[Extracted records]
Begin

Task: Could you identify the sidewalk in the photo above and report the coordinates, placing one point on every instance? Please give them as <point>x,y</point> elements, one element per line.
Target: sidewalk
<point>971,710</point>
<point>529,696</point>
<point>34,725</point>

End

Exercise goal: Output every line of the listing above as a JSON list of strings, one string per line, leaving out any blank lines.

Response below:
[
  "Task: Could you identify the sidewalk in the photo above and report the coordinates, placing one point on every instance? Please give them as <point>x,y</point> elements, one element per line.",
  "Target: sidewalk",
  "<point>971,710</point>",
  "<point>529,696</point>",
  "<point>34,725</point>"
]